■ **WORK TO BE COMPLETED**
Turn the part of the items that opens with the line containing "Within the video frame shown above, where has the brick" and closes with the line containing "top-left (0, 393), bottom-right (1280, 717)" into a numbered list, with both of those lines included and blank lines left out. Leave out every line outside that part.

-- START RECORD LIST --

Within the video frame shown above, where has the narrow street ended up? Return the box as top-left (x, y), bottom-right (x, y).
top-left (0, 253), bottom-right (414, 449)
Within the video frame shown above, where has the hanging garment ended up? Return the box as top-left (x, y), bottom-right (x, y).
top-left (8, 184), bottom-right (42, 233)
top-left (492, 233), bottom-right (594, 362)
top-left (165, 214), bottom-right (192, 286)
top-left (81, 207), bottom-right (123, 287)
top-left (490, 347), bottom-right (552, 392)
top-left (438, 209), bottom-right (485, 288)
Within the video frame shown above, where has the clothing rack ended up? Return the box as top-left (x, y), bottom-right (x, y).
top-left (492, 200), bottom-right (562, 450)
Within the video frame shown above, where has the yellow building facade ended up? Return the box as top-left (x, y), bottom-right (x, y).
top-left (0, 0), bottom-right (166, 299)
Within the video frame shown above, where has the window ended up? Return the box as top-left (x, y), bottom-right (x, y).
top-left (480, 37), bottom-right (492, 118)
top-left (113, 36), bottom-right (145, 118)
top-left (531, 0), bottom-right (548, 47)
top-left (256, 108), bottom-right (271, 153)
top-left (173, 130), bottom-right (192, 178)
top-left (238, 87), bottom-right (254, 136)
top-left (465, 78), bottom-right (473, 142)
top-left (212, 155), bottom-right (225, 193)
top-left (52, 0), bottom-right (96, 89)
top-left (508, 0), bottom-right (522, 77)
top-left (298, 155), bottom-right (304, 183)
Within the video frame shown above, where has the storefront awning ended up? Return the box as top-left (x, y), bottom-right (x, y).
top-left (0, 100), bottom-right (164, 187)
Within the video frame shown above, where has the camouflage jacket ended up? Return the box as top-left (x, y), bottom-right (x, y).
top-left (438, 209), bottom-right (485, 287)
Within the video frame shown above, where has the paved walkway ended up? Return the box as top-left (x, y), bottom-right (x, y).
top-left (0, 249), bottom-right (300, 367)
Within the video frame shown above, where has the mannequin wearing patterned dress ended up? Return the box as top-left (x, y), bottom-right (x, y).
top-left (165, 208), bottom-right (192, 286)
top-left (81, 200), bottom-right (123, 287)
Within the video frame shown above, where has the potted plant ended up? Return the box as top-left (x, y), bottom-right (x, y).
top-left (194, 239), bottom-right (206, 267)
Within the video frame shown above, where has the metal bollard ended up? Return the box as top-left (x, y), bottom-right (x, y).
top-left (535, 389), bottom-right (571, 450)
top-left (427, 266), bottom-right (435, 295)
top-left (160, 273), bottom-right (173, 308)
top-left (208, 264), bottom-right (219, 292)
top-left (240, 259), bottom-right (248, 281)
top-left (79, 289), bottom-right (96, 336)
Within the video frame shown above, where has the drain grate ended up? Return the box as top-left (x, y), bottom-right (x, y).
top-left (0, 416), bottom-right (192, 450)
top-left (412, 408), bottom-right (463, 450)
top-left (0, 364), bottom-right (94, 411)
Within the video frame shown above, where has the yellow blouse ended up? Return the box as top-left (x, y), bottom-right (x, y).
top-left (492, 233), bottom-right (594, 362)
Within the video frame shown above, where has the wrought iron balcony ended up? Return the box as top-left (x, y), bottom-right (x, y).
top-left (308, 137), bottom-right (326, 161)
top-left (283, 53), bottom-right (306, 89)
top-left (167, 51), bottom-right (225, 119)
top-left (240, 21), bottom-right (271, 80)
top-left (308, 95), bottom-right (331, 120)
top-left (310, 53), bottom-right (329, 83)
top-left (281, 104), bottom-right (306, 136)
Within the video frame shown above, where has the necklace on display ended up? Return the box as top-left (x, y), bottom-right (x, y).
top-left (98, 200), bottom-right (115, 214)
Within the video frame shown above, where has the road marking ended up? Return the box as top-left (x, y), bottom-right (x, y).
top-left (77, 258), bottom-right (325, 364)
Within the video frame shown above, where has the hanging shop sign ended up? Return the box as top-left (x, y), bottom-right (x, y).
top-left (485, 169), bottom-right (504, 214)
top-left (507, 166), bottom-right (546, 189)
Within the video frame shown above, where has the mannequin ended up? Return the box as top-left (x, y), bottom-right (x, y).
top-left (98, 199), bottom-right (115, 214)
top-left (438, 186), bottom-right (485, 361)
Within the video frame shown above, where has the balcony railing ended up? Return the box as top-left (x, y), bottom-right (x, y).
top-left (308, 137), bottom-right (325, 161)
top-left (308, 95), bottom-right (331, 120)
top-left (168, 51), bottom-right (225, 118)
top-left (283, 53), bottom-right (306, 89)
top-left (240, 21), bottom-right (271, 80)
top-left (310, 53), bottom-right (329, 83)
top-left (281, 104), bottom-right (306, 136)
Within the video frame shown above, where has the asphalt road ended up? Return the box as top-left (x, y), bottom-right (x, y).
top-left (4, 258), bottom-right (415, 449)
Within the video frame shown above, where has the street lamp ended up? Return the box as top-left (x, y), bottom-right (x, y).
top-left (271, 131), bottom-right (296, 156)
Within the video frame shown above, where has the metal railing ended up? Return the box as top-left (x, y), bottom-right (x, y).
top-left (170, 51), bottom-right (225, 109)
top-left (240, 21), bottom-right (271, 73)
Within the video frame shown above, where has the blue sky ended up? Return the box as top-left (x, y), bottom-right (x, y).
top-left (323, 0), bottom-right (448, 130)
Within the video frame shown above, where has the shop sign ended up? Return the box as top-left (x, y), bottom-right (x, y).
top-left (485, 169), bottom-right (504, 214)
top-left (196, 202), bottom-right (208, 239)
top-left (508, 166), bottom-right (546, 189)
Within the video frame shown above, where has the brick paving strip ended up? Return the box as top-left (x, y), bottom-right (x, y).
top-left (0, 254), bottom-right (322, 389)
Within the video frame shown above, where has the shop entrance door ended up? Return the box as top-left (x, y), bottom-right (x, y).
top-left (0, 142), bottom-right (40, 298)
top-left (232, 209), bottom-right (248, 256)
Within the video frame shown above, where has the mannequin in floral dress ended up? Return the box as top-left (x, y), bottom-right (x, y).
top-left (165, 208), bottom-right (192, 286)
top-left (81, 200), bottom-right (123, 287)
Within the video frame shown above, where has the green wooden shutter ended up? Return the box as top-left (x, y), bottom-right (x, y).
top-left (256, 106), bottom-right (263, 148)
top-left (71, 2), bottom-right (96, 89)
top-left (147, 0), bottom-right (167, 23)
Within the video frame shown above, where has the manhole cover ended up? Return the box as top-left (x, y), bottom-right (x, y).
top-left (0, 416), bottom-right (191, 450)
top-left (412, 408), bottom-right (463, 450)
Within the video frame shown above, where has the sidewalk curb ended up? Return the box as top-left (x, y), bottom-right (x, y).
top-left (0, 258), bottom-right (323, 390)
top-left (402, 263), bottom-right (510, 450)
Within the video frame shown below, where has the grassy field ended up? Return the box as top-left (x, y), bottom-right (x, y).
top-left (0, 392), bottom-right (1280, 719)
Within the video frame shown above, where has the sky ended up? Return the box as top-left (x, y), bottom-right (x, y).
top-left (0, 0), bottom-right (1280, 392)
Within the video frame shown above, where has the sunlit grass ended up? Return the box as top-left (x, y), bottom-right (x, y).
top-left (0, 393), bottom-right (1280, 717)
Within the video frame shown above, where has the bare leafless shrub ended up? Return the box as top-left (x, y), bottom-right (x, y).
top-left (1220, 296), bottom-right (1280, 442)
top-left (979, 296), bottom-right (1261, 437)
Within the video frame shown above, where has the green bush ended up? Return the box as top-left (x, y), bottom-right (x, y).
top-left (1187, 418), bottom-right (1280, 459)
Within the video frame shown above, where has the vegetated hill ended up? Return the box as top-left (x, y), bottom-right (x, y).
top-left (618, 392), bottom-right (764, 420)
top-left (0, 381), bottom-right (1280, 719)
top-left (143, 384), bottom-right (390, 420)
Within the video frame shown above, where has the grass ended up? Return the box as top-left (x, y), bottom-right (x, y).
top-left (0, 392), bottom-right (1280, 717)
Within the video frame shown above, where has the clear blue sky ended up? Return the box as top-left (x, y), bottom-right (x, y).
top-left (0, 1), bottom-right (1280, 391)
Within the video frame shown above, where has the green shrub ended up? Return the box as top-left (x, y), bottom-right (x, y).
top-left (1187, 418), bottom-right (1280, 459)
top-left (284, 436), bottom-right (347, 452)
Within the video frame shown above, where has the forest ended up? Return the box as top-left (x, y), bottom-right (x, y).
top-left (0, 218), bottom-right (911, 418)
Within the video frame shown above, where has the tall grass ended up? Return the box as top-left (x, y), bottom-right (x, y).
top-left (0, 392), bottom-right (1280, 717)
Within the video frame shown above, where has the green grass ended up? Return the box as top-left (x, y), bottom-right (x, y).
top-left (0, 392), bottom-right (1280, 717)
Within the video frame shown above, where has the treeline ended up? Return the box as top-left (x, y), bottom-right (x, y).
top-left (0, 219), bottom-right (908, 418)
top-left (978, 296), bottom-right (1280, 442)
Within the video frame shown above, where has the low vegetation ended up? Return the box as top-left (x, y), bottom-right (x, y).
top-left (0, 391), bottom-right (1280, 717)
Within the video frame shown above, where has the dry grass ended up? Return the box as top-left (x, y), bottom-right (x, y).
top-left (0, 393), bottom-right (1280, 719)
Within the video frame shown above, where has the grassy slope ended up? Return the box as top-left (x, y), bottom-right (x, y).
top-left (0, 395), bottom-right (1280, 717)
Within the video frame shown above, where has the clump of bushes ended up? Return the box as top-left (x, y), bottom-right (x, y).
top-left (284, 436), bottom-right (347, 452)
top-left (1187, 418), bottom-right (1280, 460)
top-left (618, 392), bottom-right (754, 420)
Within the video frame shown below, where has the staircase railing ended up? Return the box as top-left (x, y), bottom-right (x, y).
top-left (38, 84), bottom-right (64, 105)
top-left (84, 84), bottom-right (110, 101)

-- END RECORD LIST --

■ **ANSWER TO THE TASK**
1. Within the video frame shown above, where has the brick paving strip ended up? Return the box as top-left (x, y), bottom-right (x, y).
2. top-left (0, 254), bottom-right (322, 389)
3. Within the video frame shown above, where has the shop entrance door ended up? Return the box as top-left (x, y), bottom-right (x, y).
4. top-left (0, 142), bottom-right (40, 298)
5. top-left (232, 209), bottom-right (248, 256)
6. Within the video frame shown above, where has the mannequin in floral dress ended up? Return the box as top-left (x, y), bottom-right (x, y).
7. top-left (165, 208), bottom-right (192, 286)
8. top-left (81, 200), bottom-right (123, 287)
9. Within the video frame shown above, where has the green wooden shutter ended up? Return the box as top-left (x, y), bottom-right (x, y).
10. top-left (256, 106), bottom-right (263, 148)
11. top-left (71, 2), bottom-right (96, 89)
12. top-left (147, 0), bottom-right (167, 23)
13. Within the video frame shown above, where has the manhole cover ended up? Return the box as top-left (x, y), bottom-right (x, y).
14. top-left (0, 416), bottom-right (191, 450)
15. top-left (412, 408), bottom-right (463, 450)
16. Within the video frame shown above, where has the sidewalk curb ended up? Return the box as top-left (x, y), bottom-right (x, y).
17. top-left (0, 258), bottom-right (323, 390)
18. top-left (402, 263), bottom-right (510, 450)
19. Within the video frame shown below, where has the grassy field ended up? Return the box as top-left (x, y), bottom-right (x, y).
20. top-left (0, 392), bottom-right (1280, 719)
21. Within the video frame shown above, where has the sky ended up? Return the box as top-left (x, y), bottom-right (x, y).
22. top-left (0, 0), bottom-right (1280, 392)
23. Within the video frame shown above, where has the sunlit grass ended up? Return the box as top-left (x, y), bottom-right (x, y).
24. top-left (0, 393), bottom-right (1280, 717)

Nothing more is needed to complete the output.